#### Objective:
Rewrite the records as a Markdown table with the columns No. and Line, giving each line a row number and leaving out blank lines. Leave the pictures out of your answer.
[Start of Data listing]
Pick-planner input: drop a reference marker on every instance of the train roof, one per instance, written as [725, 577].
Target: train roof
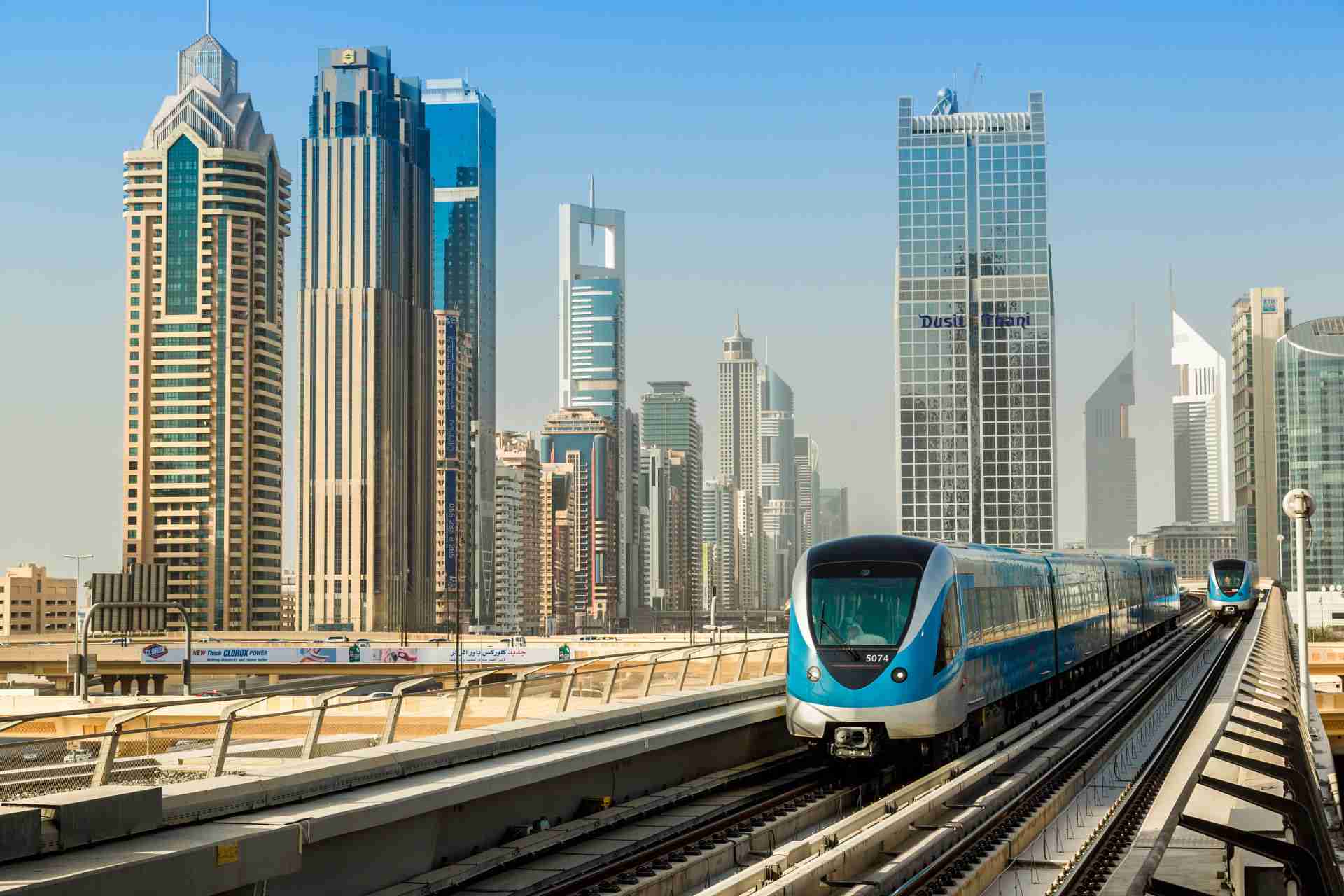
[921, 550]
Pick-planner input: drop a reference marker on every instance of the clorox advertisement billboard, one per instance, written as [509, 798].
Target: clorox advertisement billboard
[354, 653]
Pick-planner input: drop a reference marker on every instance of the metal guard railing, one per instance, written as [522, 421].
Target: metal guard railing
[592, 678]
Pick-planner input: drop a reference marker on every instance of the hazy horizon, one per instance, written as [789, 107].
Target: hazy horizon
[753, 152]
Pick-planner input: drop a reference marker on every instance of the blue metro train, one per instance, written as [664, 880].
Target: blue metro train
[894, 638]
[1231, 589]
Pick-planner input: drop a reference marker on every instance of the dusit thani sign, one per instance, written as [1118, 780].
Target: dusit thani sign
[955, 321]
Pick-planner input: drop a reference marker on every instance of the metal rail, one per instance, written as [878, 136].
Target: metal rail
[1091, 871]
[561, 681]
[1062, 770]
[1270, 678]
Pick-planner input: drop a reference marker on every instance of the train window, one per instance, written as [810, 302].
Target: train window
[848, 606]
[949, 633]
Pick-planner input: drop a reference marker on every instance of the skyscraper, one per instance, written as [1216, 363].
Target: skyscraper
[1112, 461]
[593, 358]
[974, 327]
[739, 469]
[720, 546]
[454, 545]
[655, 496]
[558, 550]
[461, 124]
[834, 514]
[518, 451]
[585, 441]
[1310, 372]
[778, 488]
[806, 465]
[368, 358]
[206, 216]
[668, 419]
[1200, 428]
[1260, 318]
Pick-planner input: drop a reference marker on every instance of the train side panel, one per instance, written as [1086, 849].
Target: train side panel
[1009, 625]
[1126, 598]
[1082, 610]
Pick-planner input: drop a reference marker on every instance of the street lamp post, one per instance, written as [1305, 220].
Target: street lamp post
[1300, 505]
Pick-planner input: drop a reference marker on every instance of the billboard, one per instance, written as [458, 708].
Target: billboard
[354, 653]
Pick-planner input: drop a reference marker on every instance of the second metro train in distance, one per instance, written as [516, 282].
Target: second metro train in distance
[1231, 589]
[898, 641]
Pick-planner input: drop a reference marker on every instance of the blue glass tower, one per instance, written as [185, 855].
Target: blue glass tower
[461, 125]
[974, 327]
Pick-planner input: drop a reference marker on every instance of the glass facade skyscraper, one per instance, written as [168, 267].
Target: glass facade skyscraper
[461, 124]
[1310, 391]
[974, 327]
[1112, 460]
[1260, 318]
[668, 419]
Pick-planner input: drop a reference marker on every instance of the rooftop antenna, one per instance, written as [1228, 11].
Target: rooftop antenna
[593, 207]
[977, 76]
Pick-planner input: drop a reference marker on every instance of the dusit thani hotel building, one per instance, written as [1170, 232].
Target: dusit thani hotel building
[974, 327]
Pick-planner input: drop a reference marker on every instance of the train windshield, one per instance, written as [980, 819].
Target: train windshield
[862, 603]
[1228, 575]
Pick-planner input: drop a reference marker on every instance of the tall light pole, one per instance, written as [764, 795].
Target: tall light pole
[78, 559]
[1300, 505]
[1280, 536]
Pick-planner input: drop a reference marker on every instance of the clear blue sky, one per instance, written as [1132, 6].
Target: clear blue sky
[753, 149]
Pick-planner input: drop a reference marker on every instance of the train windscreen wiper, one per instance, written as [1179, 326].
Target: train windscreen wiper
[854, 654]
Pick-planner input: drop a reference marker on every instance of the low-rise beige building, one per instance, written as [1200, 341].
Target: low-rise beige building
[31, 602]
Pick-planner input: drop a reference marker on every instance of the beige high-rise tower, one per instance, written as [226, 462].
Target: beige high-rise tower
[End of Data listing]
#### Solution to this exercise:
| No. | Line |
|---|---|
| 1 | Pick-planner input: drop a reference marker on every instance of the train roof, one per instance, written as [725, 577]. |
| 2 | Target: train roof |
| 3 | [921, 550] |
| 4 | Pick-planner input: drop a reference marker on every instance of the clorox advertisement billboard, one per instance, written as [509, 798]. |
| 5 | Target: clorox advertisement billboard |
| 6 | [354, 653] |
| 7 | Pick-planner input: drop a reference marker on every instance of the metal guard railing, one per instance, written as [522, 421]. |
| 8 | Target: metal guard railing |
| 9 | [592, 678] |
| 10 | Pick-planner input: drop a reference marker on every instance of the hazy horizon, one per instance, written as [789, 107]. |
| 11 | Target: hazy horizon |
| 12 | [753, 152] |
| 13 | Pick-planner input: drop a reference marker on every instance of the blue metro train, one per instance, written as [664, 880]. |
| 14 | Target: blue metro train |
| 15 | [894, 638] |
| 16 | [1231, 589] |
| 17 | Pick-planner input: drop a reference marker on every instance of the dusit thani sign, one per instance, written as [1118, 780]. |
| 18 | Target: dusit thani sign |
| 19 | [955, 321] |
| 20 | Pick-planner input: drop a reference marker on every instance of the metal rail, one per instance, written as [878, 136]. |
| 21 | Target: metal rail |
| 22 | [1091, 871] |
| 23 | [561, 681] |
| 24 | [1062, 770] |
| 25 | [1270, 678] |
| 26 | Pick-planner input: drop a reference marker on every instance of the train window, one per instance, written as [810, 302]. |
| 27 | Target: train window |
| 28 | [848, 606] |
| 29 | [949, 633] |
| 30 | Pick-planner input: drop a reference marker on every instance of the skyscraper, one per instance, written as [1216, 363]. |
| 31 | Target: skyscraper |
| 32 | [1112, 461] |
| 33 | [593, 358] |
| 34 | [974, 327] |
| 35 | [739, 469] |
| 36 | [720, 546] |
| 37 | [454, 545] |
| 38 | [655, 496] |
| 39 | [558, 550] |
| 40 | [461, 124] |
| 41 | [834, 514] |
| 42 | [518, 451] |
| 43 | [585, 441] |
| 44 | [1310, 372] |
| 45 | [778, 488] |
| 46 | [806, 465] |
| 47 | [368, 358] |
| 48 | [206, 216] |
| 49 | [668, 419] |
| 50 | [1200, 428] |
| 51 | [1260, 318] |
| 52 | Pick-planner input: drop a reference marker on every instance of the train side panel, one per instance, written as [1086, 849]. |
| 53 | Target: train side panel |
| 54 | [1009, 625] |
| 55 | [1126, 598] |
| 56 | [1082, 610] |
| 57 | Pick-planner input: drop a reference marker on every instance of the street lamp post, one per instance, written as [1305, 220]. |
| 58 | Target: street lamp post |
| 59 | [1300, 505] |
| 60 | Pick-planner input: drop a reference marker on every instance of the billboard, one per instance, written as [458, 708]. |
| 61 | Target: billboard |
| 62 | [354, 653] |
| 63 | Pick-planner input: drop a reference marker on every instance of the second metro train in distance, one per instance, written as [516, 282]. |
| 64 | Target: second metro train in distance |
| 65 | [1231, 589] |
| 66 | [898, 641] |
| 67 | Pick-planner input: drop a reference marker on every instance of the blue glass tower, one per instance, written as [185, 855]. |
| 68 | Target: blue glass tower |
| 69 | [461, 125] |
| 70 | [974, 327] |
| 71 | Pick-planner input: drop a reference marker on every instance of the glass facade skyscraper, one per instance, written as [168, 267]. |
| 72 | Target: glass facade skyscraper |
| 73 | [461, 124] |
| 74 | [1310, 391] |
| 75 | [974, 327] |
| 76 | [1112, 460] |
| 77 | [1260, 318] |
| 78 | [668, 419] |
| 79 | Pick-planner input: drop a reference marker on every instance of the rooftop antenna, one per instance, written as [1228, 11]. |
| 80 | Target: rooftop antenna |
| 81 | [593, 207] |
| 82 | [977, 76] |
| 83 | Pick-planner input: drop a reference marker on every instance of the dusit thani hotel building, one per instance, written as [1170, 232]. |
| 84 | Target: dusit thani hotel building |
| 85 | [974, 327] |
| 86 | Pick-planner input: drop a reference marker on every instance of the train windshield, one per instance, written as [980, 819]. |
| 87 | Target: train windshield |
| 88 | [862, 603] |
| 89 | [1228, 575] |
| 90 | Pick-planner input: drop a reference marker on every instance of the tall light pole, one per instance, written as [764, 795]. |
| 91 | Target: tall light pole |
| 92 | [78, 559] |
| 93 | [1300, 505] |
| 94 | [1280, 536] |
| 95 | Pick-planner input: drop a reference marker on every instance of the clear blue sky, one per instance, written as [1132, 6]. |
| 96 | Target: clear blue sky |
| 97 | [753, 149] |
| 98 | Pick-planner input: drop a reference marker on every instance of the train windscreen wiper, one per instance, written as [1179, 326]. |
| 99 | Target: train windscreen wiper |
| 100 | [854, 654] |
| 101 | Pick-planner input: drop a reference marker on every instance of the low-rise beige building, one per instance, written as [1200, 341]. |
| 102 | Target: low-rise beige building |
| 103 | [31, 602] |
| 104 | Pick-planner input: drop a reference marker on every instance of the beige high-rise tower, one per instance, written as [226, 462]. |
| 105 | Target: beige high-rise tower |